▸ **Study material**
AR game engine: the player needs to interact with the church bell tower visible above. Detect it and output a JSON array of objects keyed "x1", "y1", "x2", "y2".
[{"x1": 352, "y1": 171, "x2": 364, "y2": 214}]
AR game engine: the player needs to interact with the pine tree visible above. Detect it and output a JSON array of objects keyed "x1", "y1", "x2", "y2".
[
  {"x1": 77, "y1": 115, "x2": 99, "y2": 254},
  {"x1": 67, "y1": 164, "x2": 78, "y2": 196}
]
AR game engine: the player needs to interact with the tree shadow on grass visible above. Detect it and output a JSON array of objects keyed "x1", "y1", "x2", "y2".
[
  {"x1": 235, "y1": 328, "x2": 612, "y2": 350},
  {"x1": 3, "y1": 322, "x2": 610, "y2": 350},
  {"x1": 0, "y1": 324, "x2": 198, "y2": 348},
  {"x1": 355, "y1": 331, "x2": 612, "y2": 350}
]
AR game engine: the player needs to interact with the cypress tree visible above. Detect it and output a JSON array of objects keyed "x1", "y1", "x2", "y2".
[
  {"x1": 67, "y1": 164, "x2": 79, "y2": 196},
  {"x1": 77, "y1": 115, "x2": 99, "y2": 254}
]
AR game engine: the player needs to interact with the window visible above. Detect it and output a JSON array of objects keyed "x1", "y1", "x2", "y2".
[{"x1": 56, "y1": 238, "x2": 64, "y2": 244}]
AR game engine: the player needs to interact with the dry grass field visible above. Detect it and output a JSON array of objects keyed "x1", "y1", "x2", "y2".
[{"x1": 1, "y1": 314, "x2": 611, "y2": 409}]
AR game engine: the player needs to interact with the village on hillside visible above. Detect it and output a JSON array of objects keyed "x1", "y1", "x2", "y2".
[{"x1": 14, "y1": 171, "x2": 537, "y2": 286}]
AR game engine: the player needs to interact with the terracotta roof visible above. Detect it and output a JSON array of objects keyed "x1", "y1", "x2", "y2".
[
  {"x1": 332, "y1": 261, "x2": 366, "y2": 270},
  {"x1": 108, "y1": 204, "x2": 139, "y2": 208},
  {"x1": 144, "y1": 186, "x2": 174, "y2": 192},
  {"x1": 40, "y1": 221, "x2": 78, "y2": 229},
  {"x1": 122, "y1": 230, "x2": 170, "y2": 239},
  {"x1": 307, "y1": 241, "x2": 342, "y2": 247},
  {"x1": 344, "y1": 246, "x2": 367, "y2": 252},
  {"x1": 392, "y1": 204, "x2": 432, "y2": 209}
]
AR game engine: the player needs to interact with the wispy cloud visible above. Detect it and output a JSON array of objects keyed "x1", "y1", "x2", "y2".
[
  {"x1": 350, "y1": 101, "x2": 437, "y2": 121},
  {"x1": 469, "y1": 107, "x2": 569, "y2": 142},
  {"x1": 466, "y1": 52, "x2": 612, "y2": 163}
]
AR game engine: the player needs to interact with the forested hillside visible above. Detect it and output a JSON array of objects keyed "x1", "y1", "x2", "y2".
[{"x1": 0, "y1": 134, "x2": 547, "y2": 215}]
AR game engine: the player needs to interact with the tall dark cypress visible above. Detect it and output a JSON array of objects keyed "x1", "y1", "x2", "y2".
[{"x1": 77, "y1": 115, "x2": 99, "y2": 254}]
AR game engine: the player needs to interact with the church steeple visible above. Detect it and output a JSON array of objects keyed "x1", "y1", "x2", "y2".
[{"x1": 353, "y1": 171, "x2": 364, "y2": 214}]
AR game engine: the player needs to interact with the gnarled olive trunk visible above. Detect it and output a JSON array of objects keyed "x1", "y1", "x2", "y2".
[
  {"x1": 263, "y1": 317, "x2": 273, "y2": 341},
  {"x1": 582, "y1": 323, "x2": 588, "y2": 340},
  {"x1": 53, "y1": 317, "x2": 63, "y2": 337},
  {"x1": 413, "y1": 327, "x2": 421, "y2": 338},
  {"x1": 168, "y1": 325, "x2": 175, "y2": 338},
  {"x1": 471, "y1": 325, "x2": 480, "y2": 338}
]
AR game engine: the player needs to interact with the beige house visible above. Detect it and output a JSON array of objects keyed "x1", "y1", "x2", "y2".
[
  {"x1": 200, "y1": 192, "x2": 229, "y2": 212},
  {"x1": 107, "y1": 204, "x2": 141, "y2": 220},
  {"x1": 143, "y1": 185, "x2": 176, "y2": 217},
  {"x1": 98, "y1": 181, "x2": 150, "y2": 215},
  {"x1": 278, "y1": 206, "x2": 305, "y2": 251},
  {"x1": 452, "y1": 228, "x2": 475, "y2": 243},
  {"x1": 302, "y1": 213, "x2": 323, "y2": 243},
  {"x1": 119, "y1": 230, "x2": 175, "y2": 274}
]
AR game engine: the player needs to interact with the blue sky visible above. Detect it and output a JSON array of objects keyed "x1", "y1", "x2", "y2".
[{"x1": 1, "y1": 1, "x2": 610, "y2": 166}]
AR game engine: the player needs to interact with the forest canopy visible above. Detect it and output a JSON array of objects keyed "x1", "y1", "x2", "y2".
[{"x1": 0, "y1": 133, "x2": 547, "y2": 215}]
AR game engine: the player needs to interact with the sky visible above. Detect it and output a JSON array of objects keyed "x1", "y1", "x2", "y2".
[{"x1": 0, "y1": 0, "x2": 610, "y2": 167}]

▸ **What you are asked to do**
Each entry is to be retyped exactly as it appears.

▸ **Answer box**
AR game engine: the player needs to interact with the church bell tower visible above. Detect it and output a JSON array of objects keyed "x1", "y1", "x2", "y2".
[{"x1": 352, "y1": 171, "x2": 364, "y2": 214}]
AR game engine: the player needs to interact with the pine tree visible above. Detect it and output a JSON array of objects keyed "x1", "y1", "x2", "y2".
[
  {"x1": 77, "y1": 115, "x2": 99, "y2": 254},
  {"x1": 67, "y1": 164, "x2": 78, "y2": 196}
]
AR game engine: the player needs to interact with the tree shadow on grass visible above. Detect it and output a JSON array of objects keyed "x1", "y1", "x2", "y2".
[
  {"x1": 235, "y1": 328, "x2": 612, "y2": 350},
  {"x1": 3, "y1": 322, "x2": 610, "y2": 350},
  {"x1": 0, "y1": 324, "x2": 198, "y2": 348},
  {"x1": 355, "y1": 331, "x2": 612, "y2": 350}
]
AR game engine: the player needs to interact with the cypress tree visible above. Detect it and output a JSON array of objects keyed "x1", "y1", "x2", "y2".
[
  {"x1": 67, "y1": 164, "x2": 79, "y2": 196},
  {"x1": 77, "y1": 115, "x2": 99, "y2": 254}
]
AR game engine: the player needs to interact with the window visible above. Detect it and output a JSON array of objects keyed "x1", "y1", "x2", "y2".
[{"x1": 56, "y1": 238, "x2": 64, "y2": 244}]
AR game engine: the player needs to interact with the dry grass field visible above. Detect it and output a JSON array of objects keyed "x1", "y1", "x2", "y2".
[{"x1": 1, "y1": 314, "x2": 611, "y2": 409}]
AR game engine: the player needs to interact with the village on hillside visible above. Detect it and output a JSON array of objects keyed "x1", "y1", "x2", "y2".
[{"x1": 14, "y1": 171, "x2": 537, "y2": 286}]
AR game engine: the player needs to interact with the terracotta roof visible above. Detect it and output a JSON array of objects keyed "x1", "y1", "x2", "y2".
[
  {"x1": 332, "y1": 261, "x2": 366, "y2": 270},
  {"x1": 108, "y1": 204, "x2": 139, "y2": 208},
  {"x1": 144, "y1": 186, "x2": 174, "y2": 192},
  {"x1": 40, "y1": 221, "x2": 78, "y2": 229},
  {"x1": 122, "y1": 230, "x2": 170, "y2": 239},
  {"x1": 307, "y1": 241, "x2": 342, "y2": 247},
  {"x1": 344, "y1": 246, "x2": 367, "y2": 252},
  {"x1": 392, "y1": 204, "x2": 432, "y2": 209}
]
AR game engine: the player needs to interact with the wispy cloud visible above. Detect it and output a JSON array of objects keyed "x1", "y1", "x2", "y2".
[
  {"x1": 350, "y1": 101, "x2": 437, "y2": 121},
  {"x1": 469, "y1": 107, "x2": 569, "y2": 142},
  {"x1": 466, "y1": 52, "x2": 612, "y2": 163}
]
AR game engine: the player needs to interact with the forested hillside visible above. Detect it and output a JSON array of objects keyed "x1", "y1", "x2", "y2".
[{"x1": 0, "y1": 134, "x2": 547, "y2": 215}]
AR game engine: the player needs to interact with the tall dark cypress visible above. Detect it and output a JSON array of objects keyed "x1", "y1", "x2", "y2".
[{"x1": 77, "y1": 115, "x2": 99, "y2": 254}]
AR game engine: the player needs to interact with the church steeple visible above. Detect it and output a JSON array of objects keyed "x1", "y1", "x2", "y2".
[{"x1": 353, "y1": 171, "x2": 364, "y2": 214}]
AR game engine: the player needs to interact with the gnarled olive trunk visible above. Detect it and output a JSON array of objects keyed "x1", "y1", "x2", "y2".
[
  {"x1": 263, "y1": 317, "x2": 273, "y2": 341},
  {"x1": 582, "y1": 323, "x2": 588, "y2": 340},
  {"x1": 53, "y1": 317, "x2": 63, "y2": 337},
  {"x1": 413, "y1": 327, "x2": 421, "y2": 338},
  {"x1": 168, "y1": 325, "x2": 175, "y2": 338},
  {"x1": 471, "y1": 325, "x2": 480, "y2": 338}
]
AR game engine: the player needs to interact with the beige house visible above. Detect it and output a JSON array of objects keyed "x1", "y1", "x2", "y2".
[
  {"x1": 200, "y1": 192, "x2": 229, "y2": 212},
  {"x1": 107, "y1": 204, "x2": 141, "y2": 220},
  {"x1": 143, "y1": 185, "x2": 176, "y2": 217},
  {"x1": 98, "y1": 181, "x2": 150, "y2": 215},
  {"x1": 278, "y1": 206, "x2": 305, "y2": 251},
  {"x1": 452, "y1": 228, "x2": 475, "y2": 243},
  {"x1": 302, "y1": 213, "x2": 323, "y2": 243},
  {"x1": 119, "y1": 230, "x2": 175, "y2": 274}
]
AR game engine: the player needs to interact with the blue sky visible above. Detect it and output a JSON array of objects keyed "x1", "y1", "x2", "y2".
[{"x1": 1, "y1": 1, "x2": 610, "y2": 166}]
AR game engine: the player needs to interact with the forest canopy visible above. Detect it and output a JSON array of objects keyed "x1", "y1", "x2", "y2".
[{"x1": 0, "y1": 133, "x2": 547, "y2": 215}]
AR game engine: the player needs to interact with the sky visible above. Detect it and output a JSON array of objects keyed "x1", "y1", "x2", "y2".
[{"x1": 0, "y1": 0, "x2": 610, "y2": 167}]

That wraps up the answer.